[Opening Data for this exercise section]

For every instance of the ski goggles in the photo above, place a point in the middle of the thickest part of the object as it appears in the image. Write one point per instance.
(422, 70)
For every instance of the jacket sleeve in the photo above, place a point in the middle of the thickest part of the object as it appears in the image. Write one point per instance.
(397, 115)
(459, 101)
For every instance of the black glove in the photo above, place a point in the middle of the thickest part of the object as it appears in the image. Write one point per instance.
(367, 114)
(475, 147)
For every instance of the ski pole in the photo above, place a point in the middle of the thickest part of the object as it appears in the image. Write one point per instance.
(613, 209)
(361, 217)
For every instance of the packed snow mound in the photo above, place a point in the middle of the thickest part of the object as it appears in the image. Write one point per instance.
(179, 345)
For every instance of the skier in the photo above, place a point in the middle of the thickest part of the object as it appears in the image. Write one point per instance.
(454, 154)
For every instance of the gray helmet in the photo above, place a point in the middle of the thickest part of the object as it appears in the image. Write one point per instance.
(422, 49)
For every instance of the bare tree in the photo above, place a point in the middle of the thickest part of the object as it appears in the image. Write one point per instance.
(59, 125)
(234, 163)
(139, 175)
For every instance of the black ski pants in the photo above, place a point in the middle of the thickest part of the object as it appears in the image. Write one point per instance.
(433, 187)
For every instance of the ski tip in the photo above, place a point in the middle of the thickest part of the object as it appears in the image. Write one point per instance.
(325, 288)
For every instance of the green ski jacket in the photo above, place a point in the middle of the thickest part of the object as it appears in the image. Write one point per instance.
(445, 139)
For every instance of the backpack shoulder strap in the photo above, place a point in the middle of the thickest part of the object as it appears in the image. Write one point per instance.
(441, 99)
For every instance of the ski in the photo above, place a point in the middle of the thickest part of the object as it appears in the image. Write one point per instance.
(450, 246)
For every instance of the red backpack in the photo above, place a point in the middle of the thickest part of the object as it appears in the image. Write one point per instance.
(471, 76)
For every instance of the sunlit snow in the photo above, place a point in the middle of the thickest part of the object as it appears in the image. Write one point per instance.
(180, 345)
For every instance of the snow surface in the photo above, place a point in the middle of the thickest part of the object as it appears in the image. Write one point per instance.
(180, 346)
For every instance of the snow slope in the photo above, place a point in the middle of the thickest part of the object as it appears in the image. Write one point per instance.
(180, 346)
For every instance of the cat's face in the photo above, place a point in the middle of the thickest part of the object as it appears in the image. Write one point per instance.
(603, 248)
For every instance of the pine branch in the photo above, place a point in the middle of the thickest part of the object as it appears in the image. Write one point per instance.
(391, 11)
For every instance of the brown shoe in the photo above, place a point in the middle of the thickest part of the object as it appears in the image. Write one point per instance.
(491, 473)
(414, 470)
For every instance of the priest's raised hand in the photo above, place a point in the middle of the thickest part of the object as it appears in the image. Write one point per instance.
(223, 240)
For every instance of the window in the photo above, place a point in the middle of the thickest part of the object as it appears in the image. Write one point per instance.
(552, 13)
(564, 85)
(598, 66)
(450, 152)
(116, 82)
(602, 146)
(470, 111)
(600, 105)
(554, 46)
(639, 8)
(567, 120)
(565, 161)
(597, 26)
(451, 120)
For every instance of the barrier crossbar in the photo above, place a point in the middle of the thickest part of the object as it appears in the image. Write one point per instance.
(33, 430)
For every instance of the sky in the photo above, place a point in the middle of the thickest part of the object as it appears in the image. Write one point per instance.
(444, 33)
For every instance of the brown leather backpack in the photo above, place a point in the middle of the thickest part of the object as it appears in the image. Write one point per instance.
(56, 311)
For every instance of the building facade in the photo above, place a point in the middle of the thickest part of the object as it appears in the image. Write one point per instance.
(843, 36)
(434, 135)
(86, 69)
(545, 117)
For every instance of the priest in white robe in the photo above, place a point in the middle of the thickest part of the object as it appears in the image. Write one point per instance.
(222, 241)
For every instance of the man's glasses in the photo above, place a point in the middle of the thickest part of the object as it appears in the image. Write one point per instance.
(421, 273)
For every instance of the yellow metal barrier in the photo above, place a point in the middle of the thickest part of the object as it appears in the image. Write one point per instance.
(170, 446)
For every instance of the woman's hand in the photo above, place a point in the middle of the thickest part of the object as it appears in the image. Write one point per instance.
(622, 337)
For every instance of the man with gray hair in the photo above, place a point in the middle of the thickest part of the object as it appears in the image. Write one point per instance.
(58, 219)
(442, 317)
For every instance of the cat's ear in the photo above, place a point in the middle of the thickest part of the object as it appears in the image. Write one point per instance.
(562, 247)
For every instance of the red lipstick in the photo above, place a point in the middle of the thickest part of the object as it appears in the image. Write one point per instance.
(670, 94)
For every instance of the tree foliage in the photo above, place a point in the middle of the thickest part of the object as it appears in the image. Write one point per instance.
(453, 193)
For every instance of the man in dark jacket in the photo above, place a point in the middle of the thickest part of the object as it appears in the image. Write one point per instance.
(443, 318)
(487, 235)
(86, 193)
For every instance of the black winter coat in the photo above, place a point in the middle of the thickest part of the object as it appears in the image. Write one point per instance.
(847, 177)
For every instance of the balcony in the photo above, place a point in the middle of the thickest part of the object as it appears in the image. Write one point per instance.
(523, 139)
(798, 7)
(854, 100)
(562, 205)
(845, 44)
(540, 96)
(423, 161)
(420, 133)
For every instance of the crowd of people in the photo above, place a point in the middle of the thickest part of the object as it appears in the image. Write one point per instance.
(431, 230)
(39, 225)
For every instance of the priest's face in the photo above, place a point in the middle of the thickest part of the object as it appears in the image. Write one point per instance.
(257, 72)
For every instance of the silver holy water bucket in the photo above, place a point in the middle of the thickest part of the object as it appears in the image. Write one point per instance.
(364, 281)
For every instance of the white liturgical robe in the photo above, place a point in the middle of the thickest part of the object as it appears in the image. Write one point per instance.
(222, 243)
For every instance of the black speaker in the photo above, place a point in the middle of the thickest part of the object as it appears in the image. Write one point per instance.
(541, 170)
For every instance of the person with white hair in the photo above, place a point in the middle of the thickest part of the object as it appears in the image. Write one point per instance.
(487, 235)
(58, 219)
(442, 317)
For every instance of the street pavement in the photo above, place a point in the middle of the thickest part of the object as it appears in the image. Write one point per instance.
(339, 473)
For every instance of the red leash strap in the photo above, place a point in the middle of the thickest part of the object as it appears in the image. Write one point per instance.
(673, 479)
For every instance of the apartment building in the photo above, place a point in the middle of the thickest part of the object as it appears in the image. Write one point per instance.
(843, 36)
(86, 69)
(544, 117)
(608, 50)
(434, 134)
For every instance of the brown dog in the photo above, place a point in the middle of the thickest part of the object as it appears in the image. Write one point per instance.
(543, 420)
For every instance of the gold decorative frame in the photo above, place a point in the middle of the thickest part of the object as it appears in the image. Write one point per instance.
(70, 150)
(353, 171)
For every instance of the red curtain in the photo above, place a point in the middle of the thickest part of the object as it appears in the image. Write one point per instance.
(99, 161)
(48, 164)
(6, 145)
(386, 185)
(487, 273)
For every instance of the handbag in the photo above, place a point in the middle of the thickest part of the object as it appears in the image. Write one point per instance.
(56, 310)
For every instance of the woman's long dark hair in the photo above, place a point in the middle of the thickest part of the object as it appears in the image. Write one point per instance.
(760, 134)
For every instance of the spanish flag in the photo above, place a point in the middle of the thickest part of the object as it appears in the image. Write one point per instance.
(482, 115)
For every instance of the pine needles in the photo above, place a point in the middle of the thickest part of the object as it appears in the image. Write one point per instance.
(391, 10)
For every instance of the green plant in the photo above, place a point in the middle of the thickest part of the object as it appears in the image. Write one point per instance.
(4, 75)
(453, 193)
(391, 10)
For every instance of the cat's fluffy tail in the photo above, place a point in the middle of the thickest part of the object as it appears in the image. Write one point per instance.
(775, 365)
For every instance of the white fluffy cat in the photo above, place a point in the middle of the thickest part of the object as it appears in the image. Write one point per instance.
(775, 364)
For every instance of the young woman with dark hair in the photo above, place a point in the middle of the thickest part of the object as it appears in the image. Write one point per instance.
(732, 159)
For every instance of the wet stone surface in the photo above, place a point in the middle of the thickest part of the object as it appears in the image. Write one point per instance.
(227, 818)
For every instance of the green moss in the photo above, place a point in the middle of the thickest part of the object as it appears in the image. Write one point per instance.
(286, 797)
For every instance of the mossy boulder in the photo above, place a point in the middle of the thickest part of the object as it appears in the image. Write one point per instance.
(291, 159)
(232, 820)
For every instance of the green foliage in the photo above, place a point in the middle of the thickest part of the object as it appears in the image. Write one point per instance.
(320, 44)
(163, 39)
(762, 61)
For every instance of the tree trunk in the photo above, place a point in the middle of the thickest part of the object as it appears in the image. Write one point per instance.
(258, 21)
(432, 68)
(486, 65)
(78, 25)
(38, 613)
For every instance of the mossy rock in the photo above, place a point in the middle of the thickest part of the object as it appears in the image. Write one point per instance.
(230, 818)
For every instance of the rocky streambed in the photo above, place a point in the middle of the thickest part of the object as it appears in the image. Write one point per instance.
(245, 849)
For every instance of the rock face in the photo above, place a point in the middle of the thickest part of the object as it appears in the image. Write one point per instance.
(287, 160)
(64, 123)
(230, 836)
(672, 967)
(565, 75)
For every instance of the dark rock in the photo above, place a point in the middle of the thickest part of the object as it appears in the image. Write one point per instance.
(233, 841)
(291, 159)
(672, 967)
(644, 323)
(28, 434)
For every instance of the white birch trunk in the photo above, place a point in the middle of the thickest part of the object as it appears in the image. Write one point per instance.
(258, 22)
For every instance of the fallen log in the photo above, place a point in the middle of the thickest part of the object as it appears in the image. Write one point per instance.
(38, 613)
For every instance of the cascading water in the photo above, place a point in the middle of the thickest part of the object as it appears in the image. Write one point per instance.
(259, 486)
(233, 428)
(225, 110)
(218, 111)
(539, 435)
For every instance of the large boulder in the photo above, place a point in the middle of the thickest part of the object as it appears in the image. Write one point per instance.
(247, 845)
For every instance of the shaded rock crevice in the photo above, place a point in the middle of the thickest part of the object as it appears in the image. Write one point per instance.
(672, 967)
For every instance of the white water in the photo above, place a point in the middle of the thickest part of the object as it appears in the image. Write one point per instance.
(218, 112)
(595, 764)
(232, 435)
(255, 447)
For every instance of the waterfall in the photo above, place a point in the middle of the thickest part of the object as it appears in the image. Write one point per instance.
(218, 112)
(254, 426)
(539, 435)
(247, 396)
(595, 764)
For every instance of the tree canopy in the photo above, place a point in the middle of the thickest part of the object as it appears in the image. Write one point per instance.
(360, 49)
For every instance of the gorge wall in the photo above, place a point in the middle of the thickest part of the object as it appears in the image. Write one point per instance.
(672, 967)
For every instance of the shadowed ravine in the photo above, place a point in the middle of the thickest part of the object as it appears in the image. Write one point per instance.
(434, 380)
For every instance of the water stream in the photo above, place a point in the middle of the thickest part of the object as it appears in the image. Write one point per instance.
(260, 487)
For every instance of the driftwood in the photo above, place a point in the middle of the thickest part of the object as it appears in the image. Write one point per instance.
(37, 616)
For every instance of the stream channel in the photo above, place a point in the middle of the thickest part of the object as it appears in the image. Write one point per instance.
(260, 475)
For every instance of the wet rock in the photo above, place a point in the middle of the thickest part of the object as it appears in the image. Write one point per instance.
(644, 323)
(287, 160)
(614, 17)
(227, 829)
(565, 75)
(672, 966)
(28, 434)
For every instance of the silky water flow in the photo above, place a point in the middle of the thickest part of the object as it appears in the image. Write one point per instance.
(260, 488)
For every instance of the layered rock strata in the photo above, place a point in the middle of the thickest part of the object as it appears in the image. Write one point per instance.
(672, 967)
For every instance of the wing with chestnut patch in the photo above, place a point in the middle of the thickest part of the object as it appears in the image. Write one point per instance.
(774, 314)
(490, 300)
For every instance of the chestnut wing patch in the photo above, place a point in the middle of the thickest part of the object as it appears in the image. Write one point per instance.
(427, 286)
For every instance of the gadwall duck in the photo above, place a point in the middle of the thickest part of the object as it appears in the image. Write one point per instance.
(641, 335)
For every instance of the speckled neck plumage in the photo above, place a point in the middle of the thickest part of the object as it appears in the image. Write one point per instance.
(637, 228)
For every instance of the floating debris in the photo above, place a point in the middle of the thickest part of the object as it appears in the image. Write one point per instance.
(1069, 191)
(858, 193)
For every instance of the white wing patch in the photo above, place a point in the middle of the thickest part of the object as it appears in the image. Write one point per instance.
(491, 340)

[Closing Data for this exercise section]

What the task asks:
Your output should be an exact copy of every line from the one containing "For every instance of the floating" through the end of the records.

Answer:
For every instance of the floating debris in the photo above, place a point in the middle of the thickest part of the object as it appears in the image. Write one point per instance.
(1069, 191)
(858, 193)
For every instance of the white wing patch in the photo above, place a point in the middle of the thickest part of the object as it appears in the image. Write one point per instance.
(491, 340)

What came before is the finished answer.